- **記述問題 A**: 本文抜粋のうち、「論点07 「人手不足」は日本の働き方をどう変えるか?」から下って「論点12 「ジャパン・イズ・バック」──企業業績は好調を維持できるか?」までを、一字も変えずにすべて書き写しなさい。
- **記述問題 B**: 本文抜粋によると、人口について維持が達成可能かどうか問われている数はいくつか答えなさい。

- **本文抜粋**:
== == ==

論点01 正念場のアベノミクス、失速への懸念は?
論点02 電力自由化が加速する「エネルギー大再編」の行方
論点03 迷走続くTPP交渉、日本は試練を乗り越えられるか?
論点04 迫る耕作放棄地激増の危機。日本の農業の将来は?
論点05 人口「1億人維持」は達成可能か?
論点06 消費税率は20%台まで上がるのか?
論点07 「人手不足」は日本の働き方をどう変えるか?
論点08 日銀首脳も警鐘、異次元緩和に「意外な結末」?
論点09 経常赤字は定着するのか、日本にとっての意味は?
論点10 日経平均株価は2万円を超えるか?
論点11 「自動車の呪縛」を振り切った日本企業、M&Aは加速するか?
論点12 「ジャパン・イズ・バック」──企業業績は好調を維持できるか?

== == ==

- **資料**:
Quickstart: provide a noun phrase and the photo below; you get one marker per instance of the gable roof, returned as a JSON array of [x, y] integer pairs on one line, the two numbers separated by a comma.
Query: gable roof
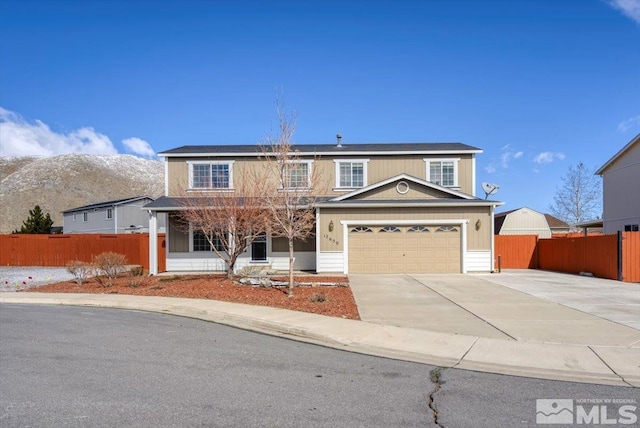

== == ==

- **解答全文 A**:
論点07 「人手不足」は日本の働き方をどう変えるか?
論点08 日銀首脳も警鐘、異次元緩和に「意外な結末」?
論点09 経常赤字は定着するのか、日本にとっての意味は?
論点10 日経平均株価は2万円を超えるか?
論点11 「自動車の呪縛」を振り切った日本企業、M&Aは加速するか?
論点12 「ジャパン・イズ・バック」──企業業績は好調を維持できるか?

- **解答全文 B**: 1億人